◆ BRIEF ◆
Scale the records from the start through the line containing "271 151 L 268" by writing out every line again, requests included. Multiply each coordinate in the answers by 1.95 and round it to a whole number, rounding halves up.

Items stored from a collection:
-- Start --

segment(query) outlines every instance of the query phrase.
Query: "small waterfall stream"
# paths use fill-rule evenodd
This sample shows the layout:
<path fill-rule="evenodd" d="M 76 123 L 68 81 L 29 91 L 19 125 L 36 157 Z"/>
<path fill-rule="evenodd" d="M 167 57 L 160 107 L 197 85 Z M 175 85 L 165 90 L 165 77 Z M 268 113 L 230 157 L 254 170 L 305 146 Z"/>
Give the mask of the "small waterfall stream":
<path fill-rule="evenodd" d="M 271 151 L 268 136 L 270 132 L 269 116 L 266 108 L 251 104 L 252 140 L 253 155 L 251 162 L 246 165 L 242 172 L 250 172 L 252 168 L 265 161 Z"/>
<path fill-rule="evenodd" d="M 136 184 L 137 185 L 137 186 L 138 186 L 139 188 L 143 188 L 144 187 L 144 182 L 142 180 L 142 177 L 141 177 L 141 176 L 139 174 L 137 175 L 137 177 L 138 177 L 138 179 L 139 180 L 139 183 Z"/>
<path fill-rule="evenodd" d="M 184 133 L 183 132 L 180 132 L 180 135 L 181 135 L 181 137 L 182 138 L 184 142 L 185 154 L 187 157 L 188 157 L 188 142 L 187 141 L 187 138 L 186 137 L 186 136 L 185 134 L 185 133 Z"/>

-- End --

◆ FINISHED EXERCISE ◆
segment(query) outlines every instance of the query phrase.
Query: "small waterfall stream"
# paths use fill-rule evenodd
This sample shows the layout:
<path fill-rule="evenodd" d="M 76 123 L 68 81 L 29 91 L 19 125 L 36 157 Z"/>
<path fill-rule="evenodd" d="M 167 57 L 160 107 L 197 85 Z M 175 85 L 165 90 L 165 77 Z M 268 113 L 230 157 L 254 170 L 305 146 Z"/>
Give the mask of the "small waterfall stream":
<path fill-rule="evenodd" d="M 528 294 L 523 265 L 527 257 L 525 226 L 519 211 L 489 203 L 491 273 L 493 302 L 489 316 L 480 322 L 472 335 L 488 335 L 491 328 L 517 314 Z"/>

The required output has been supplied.